§ **THE TASK**
Where the lines below hold images, skip those and copy every word exactly.
● ● ●
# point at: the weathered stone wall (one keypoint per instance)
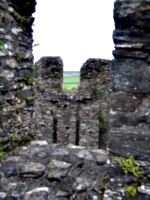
(130, 99)
(50, 168)
(65, 118)
(16, 74)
● ● ●
§ **RESPONSE**
# point at: the weathered stone wall (one keypoint per instance)
(130, 99)
(50, 168)
(65, 118)
(16, 74)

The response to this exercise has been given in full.